第28回 「強いぞガメラ」 2006.5
亀という生き物は神秘的だった。
小学校1年の時、縁日でゼニガメを買ってもらい、
学習机の上に水槽を置いて飼っていたが、
人間に懐くわけでもなく、かといって人間を嫌ってるようでもなく、
鳴くわけでも暴れるわけでもなく、
ただ静かにゆっくりと時間を過ごす亀のその様子は、
まるで、世の中を達観し、人の心などとうに見抜いているかのように、幼い僕には見えた。
不思議な生き物だなぁ、って思ってた。
或る日の事、
突然、母親が
「亀を逃がしてあげよう」
と言い出した。
なんでも、祖母が「亀は飼ってはいけない」と言っている、との事。
かねがね亀は神秘的で不思議な生き物だと思っていた僕は、
理由も無しに飼ってるペットを逃がせ、などいう、そんな無茶な話にもなんとなく説得力を感じたが、
やはり、せっかく買ってもらったものだし、可愛がってもいたので、
逃がすのは嫌だという気持ちの方が強く、
どうせ僕が水槽の中の亀を覗いてばかりで勉強しないから母親が勝手にそう言っているのだろう、
と強引に解釈して、それを断った。
しかし、
その数日後、従弟の家に遊びに行った時、
彼が飼っていたミドリガメがいないので、どうしたのかと尋ねると、
「近所の公園の池に逃がしてあげた」
と言うので驚いた。
彼は祖母の言葉に従ったのだ。
更に驚いたのは、
彼が口にした “逃がしてあげた時のミドリガメの様子について” である。
池の中に放すと、そのミドリガメは、
池の中心に向かって1〜2メートル泳いでいった後、Uターンして戻ってきて、
なんと、彼に向かって何度もお辞儀をした、
というのだ。
そんなおとぎ話みたいな事あるわけない、
と一瞬彼の話を疑ったが、
嘘を言っているようには見えなかったし、
叔父(つまり彼の父親)もそれを目撃していたというので、
間違いなく事実なのだろうと思った。
亀についてなんとなく抱いていた神秘的なイメージが
心の中ではっきりとしたものに変わっていくのを自覚した。
やはり亀という生き物はただの爬虫類ではないンだ、と
心を突き動かされた僕は、
翌週の日曜日、
飼っているゼニガメを逃がしに
熱田神宮の中にある池へ母親と出かけた。

☆ ☆ ☆ ☆

#### 課題 a
記録の中から、「Each instance of the red」を含む行から「x=439 y=514」を含む行までを、両端の行も含めてすべて、そのとおりに再現しなさい。

#### 記録一覧
☆ ☆ ☆ ☆

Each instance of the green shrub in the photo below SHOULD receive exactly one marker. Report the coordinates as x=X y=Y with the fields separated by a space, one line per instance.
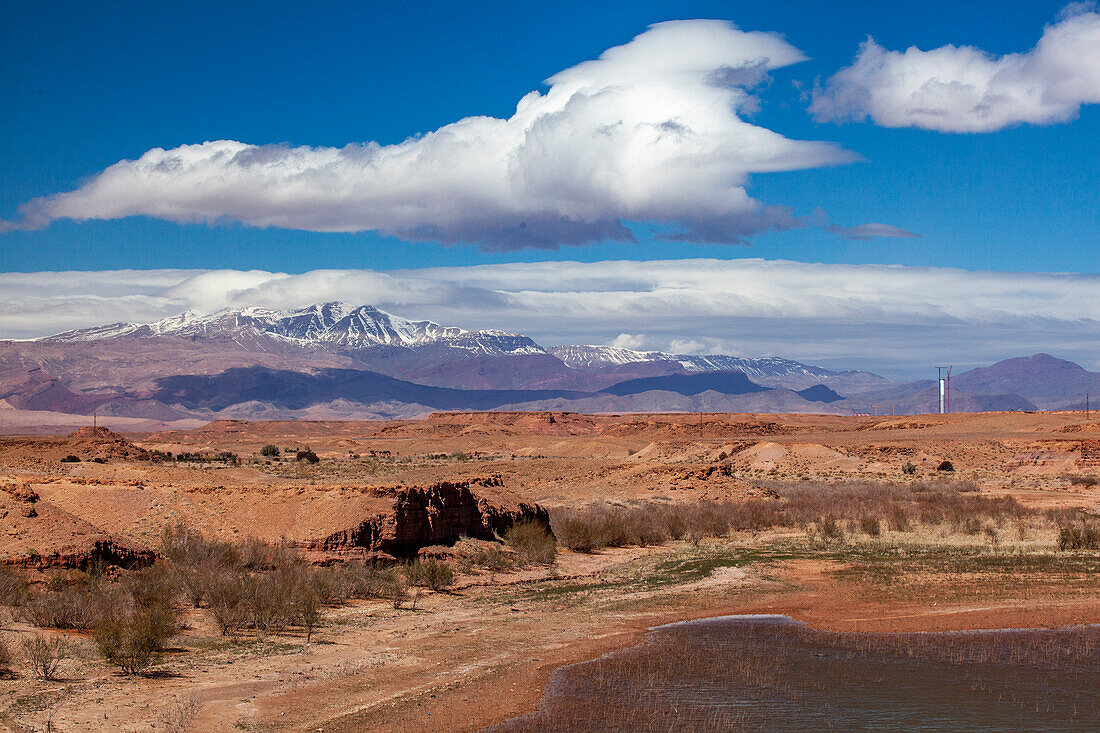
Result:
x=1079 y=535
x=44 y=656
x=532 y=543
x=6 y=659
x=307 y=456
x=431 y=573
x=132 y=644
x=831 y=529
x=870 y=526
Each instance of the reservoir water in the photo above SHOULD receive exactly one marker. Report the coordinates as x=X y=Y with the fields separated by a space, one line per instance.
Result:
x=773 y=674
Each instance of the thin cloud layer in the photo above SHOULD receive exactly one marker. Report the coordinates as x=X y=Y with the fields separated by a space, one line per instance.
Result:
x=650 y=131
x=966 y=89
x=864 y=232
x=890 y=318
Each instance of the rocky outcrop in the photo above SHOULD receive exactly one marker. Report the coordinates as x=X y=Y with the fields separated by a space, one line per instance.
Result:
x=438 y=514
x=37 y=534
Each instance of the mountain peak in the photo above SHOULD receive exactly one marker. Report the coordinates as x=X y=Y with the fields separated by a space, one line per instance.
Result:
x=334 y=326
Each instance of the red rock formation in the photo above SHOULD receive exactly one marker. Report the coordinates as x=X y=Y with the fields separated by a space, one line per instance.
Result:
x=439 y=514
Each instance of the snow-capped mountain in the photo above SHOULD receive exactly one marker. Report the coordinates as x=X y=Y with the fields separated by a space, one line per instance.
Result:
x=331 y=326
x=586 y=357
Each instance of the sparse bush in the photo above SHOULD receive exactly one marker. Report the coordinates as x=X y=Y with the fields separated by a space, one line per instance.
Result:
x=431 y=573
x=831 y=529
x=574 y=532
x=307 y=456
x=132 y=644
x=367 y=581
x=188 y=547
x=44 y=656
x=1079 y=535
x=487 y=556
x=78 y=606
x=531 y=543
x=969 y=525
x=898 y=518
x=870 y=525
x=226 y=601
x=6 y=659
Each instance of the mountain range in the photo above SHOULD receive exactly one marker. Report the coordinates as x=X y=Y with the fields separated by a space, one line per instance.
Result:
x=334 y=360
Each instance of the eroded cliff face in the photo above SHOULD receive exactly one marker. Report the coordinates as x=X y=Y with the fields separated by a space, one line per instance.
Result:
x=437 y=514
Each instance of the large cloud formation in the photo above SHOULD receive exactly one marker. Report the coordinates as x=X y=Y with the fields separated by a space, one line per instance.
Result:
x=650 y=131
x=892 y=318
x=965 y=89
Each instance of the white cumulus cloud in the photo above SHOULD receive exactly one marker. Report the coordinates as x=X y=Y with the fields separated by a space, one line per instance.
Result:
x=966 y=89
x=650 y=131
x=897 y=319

☆ ☆ ☆ ☆

#### 課題 b
亀についての本文のうち、「なんでも、祖母が「亀は飼ってはいけない」と言っている、との事。」から「と強引に解釈して、それを断った。」までのすべてを、一字も変えずに書き出しなさい。

#### 解答 a
Each instance of the red rock formation in the photo above SHOULD receive exactly one marker. Report the coordinates as x=X y=Y with the fields separated by a space, one line per instance.
Result:
x=439 y=514

#### 解答 b
なんでも、祖母が「亀は飼ってはいけない」と言っている、との事。
かねがね亀は神秘的で不思議な生き物だと思っていた僕は、
理由も無しに飼ってるペットを逃がせ、などいう、そんな無茶な話にもなんとなく説得力を感じたが、
やはり、せっかく買ってもらったものだし、可愛がってもいたので、
逃がすのは嫌だという気持ちの方が強く、
どうせ僕が水槽の中の亀を覗いてばかりで勉強しないから母親が勝手にそう言っているのだろう、
と強引に解釈して、それを断った。